### Task instructions:
- a) From the SILCS-Hotspots excerpt, quote the passage between "When SILCS-Hotspots calculations" and "of individual jobs.", inclusive, word for word.
- b) List every option keyword that the SILCS-Hotspots excerpt gives after "Options include:".

### Excerpt provided:
================
When SILCS-Hotspots calculations are performed, the subdirectory 4_hotspots/
is created to store output from the exhaustive SILCS-MC runs.
Note
The above command will submit a large number of jobs, which can strain
job queueing systems. The bundle
keyword launches bundled jobs instead
of individual jobs.
Options include:
FragMap directory path:
mapsdir=<location and name of directory containing FragMaps; default=maps>
By default, the program looks for FragMaps in the
maps/
directory.Fragment database location:
ligdir=<location and name of directory containing fragment mol2/sdf>
You may prepare your own directory with Mol2/SDF files. There are also three directories of fragment-like molecules provided with your SilcsBio software:
Number of processors to use for bundled jobs:
nproc=<# of processors used when bundle=true>
Directory containing output to be used in subsequent steps:
hotspotsdir=<location of hotspots data; default=4_hotspots>
Template file for SILCS-MC sampling:
paramsfile=<custom params file>
The default SILCS-MC job parameters file for SILCS-Hotspots is
$SILCSBIODIR/templates/silcs-hotspots/params.tmpl
. See mcsilcs for customization details.
================
### Data listing:
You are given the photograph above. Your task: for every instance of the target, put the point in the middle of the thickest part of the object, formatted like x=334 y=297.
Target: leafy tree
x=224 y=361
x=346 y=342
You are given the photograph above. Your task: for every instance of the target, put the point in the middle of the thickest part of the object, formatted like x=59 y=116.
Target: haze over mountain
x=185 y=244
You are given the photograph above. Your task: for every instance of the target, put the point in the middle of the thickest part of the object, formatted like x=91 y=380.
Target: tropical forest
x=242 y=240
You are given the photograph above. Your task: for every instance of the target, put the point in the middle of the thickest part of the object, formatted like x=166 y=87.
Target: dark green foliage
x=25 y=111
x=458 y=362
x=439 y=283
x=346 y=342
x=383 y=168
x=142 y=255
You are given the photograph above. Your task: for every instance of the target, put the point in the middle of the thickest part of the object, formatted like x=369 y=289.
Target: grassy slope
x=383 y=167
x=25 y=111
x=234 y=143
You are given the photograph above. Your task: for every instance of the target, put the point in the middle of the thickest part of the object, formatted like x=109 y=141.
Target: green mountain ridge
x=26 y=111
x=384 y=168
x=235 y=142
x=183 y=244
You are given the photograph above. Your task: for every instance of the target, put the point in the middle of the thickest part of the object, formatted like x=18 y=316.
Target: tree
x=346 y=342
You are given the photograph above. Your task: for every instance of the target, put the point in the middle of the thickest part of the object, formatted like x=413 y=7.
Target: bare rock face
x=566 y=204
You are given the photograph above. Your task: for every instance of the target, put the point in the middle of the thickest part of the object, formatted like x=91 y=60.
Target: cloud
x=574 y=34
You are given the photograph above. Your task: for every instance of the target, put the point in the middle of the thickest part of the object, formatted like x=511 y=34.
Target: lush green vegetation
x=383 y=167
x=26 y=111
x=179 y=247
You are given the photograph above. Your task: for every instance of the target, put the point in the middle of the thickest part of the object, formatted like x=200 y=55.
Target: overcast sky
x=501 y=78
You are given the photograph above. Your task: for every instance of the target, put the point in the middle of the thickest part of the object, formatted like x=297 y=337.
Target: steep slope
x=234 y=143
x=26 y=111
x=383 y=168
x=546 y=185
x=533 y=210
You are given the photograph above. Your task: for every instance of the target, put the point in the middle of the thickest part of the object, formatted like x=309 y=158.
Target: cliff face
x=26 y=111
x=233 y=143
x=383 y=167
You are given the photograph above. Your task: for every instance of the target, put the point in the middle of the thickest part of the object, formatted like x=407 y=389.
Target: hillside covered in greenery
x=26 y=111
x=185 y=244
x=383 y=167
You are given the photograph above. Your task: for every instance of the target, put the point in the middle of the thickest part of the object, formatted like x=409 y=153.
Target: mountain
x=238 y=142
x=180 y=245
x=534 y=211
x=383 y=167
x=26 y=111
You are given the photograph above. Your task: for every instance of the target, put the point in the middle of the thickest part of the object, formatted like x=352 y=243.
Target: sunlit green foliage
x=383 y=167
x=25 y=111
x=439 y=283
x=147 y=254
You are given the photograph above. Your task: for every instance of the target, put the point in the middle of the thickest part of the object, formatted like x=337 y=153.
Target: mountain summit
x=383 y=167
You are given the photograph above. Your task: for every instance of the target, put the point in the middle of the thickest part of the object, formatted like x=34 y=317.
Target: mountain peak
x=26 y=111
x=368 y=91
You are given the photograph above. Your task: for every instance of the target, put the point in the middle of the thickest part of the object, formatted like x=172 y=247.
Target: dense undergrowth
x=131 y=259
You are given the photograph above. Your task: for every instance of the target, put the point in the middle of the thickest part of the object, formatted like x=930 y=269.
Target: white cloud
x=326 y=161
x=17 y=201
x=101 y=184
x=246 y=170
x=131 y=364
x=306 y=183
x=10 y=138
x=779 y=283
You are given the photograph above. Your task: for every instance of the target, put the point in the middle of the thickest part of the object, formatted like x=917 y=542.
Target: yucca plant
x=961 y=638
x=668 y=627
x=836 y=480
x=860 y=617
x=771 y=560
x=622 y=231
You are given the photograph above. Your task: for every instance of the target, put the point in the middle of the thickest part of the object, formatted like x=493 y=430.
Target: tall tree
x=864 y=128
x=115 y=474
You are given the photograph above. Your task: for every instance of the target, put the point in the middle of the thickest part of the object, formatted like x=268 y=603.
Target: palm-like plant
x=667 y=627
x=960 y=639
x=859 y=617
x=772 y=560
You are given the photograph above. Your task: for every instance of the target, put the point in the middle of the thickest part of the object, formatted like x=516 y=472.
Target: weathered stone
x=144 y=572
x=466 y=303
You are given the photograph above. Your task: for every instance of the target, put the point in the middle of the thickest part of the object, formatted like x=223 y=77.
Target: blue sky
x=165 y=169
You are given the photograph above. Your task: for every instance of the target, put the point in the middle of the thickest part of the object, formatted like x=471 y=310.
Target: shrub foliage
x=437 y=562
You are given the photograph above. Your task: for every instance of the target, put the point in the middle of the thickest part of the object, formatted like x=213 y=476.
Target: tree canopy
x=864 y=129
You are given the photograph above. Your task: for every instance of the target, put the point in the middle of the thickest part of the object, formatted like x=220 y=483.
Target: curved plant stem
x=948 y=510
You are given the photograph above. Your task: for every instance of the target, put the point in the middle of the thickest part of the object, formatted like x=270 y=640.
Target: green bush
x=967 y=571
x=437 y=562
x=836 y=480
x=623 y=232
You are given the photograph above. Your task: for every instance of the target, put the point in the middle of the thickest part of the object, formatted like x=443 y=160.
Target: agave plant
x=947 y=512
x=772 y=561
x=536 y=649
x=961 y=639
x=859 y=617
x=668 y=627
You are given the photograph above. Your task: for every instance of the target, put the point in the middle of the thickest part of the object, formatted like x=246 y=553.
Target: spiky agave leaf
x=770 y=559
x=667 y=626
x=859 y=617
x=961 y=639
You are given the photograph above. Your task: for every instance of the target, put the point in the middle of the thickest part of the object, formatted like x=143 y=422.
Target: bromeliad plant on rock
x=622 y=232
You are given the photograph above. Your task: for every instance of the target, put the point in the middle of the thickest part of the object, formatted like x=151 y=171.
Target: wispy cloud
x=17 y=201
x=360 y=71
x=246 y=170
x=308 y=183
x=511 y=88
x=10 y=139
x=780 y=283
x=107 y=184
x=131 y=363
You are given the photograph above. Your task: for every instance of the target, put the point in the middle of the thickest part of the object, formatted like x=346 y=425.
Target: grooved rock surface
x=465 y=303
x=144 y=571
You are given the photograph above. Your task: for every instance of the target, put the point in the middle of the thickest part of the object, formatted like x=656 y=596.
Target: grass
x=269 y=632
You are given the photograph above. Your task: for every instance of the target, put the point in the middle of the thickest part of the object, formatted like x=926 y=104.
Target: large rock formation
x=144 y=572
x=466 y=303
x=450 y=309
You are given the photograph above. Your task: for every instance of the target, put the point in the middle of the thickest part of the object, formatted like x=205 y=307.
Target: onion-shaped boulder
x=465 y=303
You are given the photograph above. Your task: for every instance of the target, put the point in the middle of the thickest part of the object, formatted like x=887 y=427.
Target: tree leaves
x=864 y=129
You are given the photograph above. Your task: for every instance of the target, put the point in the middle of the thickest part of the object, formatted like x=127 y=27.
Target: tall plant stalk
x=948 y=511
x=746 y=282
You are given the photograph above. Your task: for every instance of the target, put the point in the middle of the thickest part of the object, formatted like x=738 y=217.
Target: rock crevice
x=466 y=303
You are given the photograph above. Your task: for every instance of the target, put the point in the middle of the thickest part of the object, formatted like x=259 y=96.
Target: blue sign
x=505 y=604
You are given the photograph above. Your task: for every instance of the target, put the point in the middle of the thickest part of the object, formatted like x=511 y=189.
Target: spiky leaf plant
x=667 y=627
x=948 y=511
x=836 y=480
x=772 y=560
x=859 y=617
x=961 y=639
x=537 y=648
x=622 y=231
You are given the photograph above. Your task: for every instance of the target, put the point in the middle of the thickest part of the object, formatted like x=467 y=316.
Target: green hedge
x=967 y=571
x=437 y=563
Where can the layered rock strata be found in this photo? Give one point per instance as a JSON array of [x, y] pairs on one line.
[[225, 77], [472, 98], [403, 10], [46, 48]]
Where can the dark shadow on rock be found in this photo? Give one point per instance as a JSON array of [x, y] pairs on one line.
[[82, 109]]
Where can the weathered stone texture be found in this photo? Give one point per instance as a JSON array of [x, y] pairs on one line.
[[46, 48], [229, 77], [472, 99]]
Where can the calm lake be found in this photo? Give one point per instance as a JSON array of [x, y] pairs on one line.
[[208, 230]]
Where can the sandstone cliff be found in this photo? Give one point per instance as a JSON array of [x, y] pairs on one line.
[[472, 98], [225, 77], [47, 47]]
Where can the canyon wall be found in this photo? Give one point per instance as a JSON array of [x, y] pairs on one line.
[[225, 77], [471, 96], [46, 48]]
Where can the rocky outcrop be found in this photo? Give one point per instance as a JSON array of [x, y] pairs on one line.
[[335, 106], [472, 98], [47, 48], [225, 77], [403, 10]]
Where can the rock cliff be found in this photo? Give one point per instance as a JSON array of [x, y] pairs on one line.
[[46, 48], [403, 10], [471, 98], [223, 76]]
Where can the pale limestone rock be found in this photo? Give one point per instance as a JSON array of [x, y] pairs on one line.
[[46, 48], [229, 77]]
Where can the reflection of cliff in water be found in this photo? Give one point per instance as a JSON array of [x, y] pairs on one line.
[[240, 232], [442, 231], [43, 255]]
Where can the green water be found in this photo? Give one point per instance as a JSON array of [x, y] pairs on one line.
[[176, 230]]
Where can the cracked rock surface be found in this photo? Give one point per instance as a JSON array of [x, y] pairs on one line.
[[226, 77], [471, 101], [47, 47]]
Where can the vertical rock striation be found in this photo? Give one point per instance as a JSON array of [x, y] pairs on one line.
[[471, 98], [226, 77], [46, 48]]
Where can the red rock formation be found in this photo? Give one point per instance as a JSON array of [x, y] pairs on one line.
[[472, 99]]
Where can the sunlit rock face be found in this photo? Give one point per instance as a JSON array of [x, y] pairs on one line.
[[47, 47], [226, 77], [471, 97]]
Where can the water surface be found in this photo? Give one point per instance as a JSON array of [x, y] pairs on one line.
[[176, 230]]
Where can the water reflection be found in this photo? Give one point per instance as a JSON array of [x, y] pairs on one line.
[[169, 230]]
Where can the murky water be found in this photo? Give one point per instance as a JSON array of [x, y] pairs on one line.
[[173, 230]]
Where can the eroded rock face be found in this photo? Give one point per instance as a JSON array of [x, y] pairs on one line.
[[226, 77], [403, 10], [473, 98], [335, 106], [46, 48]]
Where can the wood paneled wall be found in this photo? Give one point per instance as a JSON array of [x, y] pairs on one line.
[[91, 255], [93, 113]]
================
### Solved problems:
- a)
When SILCS-Hotspots calculations are performed, the subdirectory 4_hotspots/
is created to store output from the exhaustive SILCS-MC runs.
Note
The above command will submit a large number of jobs, which can strain
job queueing systems. The bundle
keyword launches bundled jobs instead
of individual jobs.

- b)
mapsdir
ligdir
nproc
hotspotsdir
paramsfile